Reading passage: Begin
Keywords: public health; cattle; Coxiella burnetiid; Q Fever; bulk tank; milk; raw milk; zoonoses
Abbreviations: CDC: Centers for Disease Control and Prevention; BTM: Bulk Tank Milk; Rt-PCR: Real-Time Polymerase Chain Reaction; IRB: Institutional Review Board; BLV: Bovine Leukosis Virus
Introduction
Raw, or unpasteurized, dairy milk consumption has increased in popularity in the United States due to the perception that pasteurization destroys the nutritional health benefits of milk. The U.S. Centers for Disease Control and Prevention (CDC) [1] reports that nearly 3% of the population drinks raw milk, which amounts to 9 million consumers in the United States today. Raw milk advocates believe it contains higher levels of minerals, vitamins, enzymes, and other natural ingredients [2]. However, federal agencies such as the U.S. Food and Drug Administration [3] argue that raw milk poses severe health risks to consumers, demonstrating the association of raw milk with numerous pathogenic organisms. A study conducted by the CDC characterized U.S. milk-borne disease outbreaks from 1993-2006 and reported that out of 121 cases, over half were caused by raw milk consumption; most of the outbreaks were in one of 30 states that permit the sale of raw milk [1].
As a result, today’s pasteurization standards are based on the destruction of the most heat-resistant milk-borne zoonotic agent, Coxiella burnetii [2]. C. burnetii, an obligate intracellular rickettsial bacteria, is the causative agent of Q Fever. First identified in 1935, its main reservoirs are dairy cattle, sheep, and goats. Most infected animals are asymptomatic, but chronic infections can lead to abortions and reproductive disorders in ruminants. Human infections are also often asymptomatic, but manifestations include febrile illness and malaise progressing to meningoencephalitis [4]. Shedding of C. burnetii in infected cattle occurs largely through birthing fluids, which is the main source of infection in humans [5]. However, C. burnetii can also be shed into dairy milk, nearly an exclusive route in asymptomatic herds [6,7]; shedding can be continuous or intermittent over several months and may be associated with chronic subclinical mastitis [8]. Therefore, asymptomatic cattle herds can be considered potential bacterial reservoirs, capable of transmitting Q fever through raw milk [9].
Assessing prevalence for C. burnetii in dairy cattle has been difficult and has historically documented varied results. Reported claims of national seroprevalence range from 1% to 73%, but data fluctuates annually because serology results do not correlate with shedding of C. burnetii in dairy cattle [7]. Today, bulk tank milk (BTM) samples are commonly used to check for the presence of C. burnetii using Real-time PCR assays [7,10]. This technique is considered more accurate, as a recent nationwide study estimated the dairy cattle herd-level prevalence to be around 94% over a three-year period [11]. A follow-up study in central United States estimated the prevalence to be around 77%, with a higher number of positives in larger herds [12]. Finally, a study analyzing C. burnetii prevalence in bovine raw milk available for human consumption demonstrated a 43% positivity rate with viable pathogen detected by isolation in tissue cultures; the isolation of viable C. burnetii in raw milk combined with its endemic nature and zoonotic potential suggests that raw milk consumption may pose a significant public health risk [7].
Reading passage: End
**Exercise objective**
Answer from the passage on raw milk and Q fever:
(a) What share of the U.S. population drinks raw milk, according to the CDC?
(b) In what year was C. burnetii first identified?
(c) What dairy cattle herd-level prevalence did the recent nationwide study estimate?
The lines are separate material and have no connection to the passage on raw milk and Q fever.
Dataset: Begin
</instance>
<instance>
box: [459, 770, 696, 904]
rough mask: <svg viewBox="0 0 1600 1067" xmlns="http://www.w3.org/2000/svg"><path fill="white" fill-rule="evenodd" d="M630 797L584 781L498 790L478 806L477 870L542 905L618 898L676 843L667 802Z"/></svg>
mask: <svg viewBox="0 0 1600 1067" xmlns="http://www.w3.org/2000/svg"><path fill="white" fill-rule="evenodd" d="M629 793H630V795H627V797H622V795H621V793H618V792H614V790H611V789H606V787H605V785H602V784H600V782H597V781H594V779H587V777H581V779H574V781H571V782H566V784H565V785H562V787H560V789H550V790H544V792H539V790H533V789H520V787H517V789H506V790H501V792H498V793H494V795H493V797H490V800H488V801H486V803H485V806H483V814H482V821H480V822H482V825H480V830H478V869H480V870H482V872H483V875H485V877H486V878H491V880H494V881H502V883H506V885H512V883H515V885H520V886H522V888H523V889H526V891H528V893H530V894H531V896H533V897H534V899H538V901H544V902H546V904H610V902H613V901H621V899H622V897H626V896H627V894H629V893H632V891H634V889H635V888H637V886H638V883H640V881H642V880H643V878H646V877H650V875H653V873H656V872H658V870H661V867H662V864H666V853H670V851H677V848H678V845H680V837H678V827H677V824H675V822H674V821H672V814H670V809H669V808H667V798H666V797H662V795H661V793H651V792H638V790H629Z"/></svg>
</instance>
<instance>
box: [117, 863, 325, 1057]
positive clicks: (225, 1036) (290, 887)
Dataset: End
Dataset: Begin
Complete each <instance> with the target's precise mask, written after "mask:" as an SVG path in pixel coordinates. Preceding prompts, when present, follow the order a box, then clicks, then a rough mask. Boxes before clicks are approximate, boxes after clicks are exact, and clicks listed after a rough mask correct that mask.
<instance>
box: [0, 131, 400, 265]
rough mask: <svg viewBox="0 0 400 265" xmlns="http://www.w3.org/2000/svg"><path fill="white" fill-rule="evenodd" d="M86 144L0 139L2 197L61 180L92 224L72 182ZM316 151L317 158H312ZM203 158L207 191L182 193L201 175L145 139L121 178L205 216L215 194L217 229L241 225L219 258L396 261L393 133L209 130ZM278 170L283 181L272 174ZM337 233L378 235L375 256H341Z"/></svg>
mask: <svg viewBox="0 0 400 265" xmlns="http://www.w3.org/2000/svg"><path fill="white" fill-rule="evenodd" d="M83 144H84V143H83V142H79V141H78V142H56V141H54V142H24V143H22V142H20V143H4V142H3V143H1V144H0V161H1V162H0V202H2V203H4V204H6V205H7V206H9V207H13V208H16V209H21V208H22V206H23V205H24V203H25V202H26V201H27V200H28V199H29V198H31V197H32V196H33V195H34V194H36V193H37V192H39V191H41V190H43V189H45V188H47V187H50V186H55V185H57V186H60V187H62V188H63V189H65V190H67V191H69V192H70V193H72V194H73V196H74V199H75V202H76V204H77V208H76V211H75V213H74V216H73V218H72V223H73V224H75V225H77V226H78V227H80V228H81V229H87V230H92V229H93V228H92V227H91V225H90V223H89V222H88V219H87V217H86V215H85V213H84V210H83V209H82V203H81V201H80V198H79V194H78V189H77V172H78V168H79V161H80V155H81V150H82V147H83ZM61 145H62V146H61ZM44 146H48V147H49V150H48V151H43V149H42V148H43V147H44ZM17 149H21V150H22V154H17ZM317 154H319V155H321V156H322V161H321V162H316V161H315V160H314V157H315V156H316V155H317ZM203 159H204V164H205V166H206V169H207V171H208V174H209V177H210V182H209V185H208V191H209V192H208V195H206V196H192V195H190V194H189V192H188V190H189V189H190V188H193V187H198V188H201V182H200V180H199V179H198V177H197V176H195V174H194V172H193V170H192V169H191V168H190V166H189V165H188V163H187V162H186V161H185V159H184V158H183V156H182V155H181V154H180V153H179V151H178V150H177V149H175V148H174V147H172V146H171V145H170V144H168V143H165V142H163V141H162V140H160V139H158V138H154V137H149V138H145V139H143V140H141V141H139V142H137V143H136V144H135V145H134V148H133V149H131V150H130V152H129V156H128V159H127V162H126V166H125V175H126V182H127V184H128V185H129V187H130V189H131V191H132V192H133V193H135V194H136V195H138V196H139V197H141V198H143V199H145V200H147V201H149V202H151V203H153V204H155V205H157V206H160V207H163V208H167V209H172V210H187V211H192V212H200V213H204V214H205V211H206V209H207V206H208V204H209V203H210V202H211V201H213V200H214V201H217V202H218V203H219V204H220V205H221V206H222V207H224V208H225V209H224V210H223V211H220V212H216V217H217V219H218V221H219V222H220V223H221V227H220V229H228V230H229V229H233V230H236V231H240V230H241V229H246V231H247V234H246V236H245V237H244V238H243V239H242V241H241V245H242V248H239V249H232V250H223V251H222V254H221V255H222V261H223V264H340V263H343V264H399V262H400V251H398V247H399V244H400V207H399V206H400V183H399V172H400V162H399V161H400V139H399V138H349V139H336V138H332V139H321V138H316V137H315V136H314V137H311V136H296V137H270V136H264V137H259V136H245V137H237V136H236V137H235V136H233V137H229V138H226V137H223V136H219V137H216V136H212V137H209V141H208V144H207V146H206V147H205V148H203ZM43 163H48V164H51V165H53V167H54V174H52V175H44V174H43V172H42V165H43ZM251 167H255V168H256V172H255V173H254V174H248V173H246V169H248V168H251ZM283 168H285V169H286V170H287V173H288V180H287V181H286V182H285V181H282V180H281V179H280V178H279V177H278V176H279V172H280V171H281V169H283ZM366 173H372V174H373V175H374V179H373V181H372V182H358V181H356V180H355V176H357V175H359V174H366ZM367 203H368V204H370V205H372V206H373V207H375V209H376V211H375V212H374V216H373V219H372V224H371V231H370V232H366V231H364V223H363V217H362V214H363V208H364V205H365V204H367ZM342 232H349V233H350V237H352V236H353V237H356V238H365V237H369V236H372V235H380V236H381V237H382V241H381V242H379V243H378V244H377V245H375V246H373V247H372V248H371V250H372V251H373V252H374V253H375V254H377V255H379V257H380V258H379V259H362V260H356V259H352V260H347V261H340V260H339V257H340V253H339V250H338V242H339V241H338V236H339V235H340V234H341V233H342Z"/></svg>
Dataset: End
**Solution to the problem**
(a) Nearly 3%, about 9 million consumers.
(b) 1935.
(c) Around 94% over a three-year period.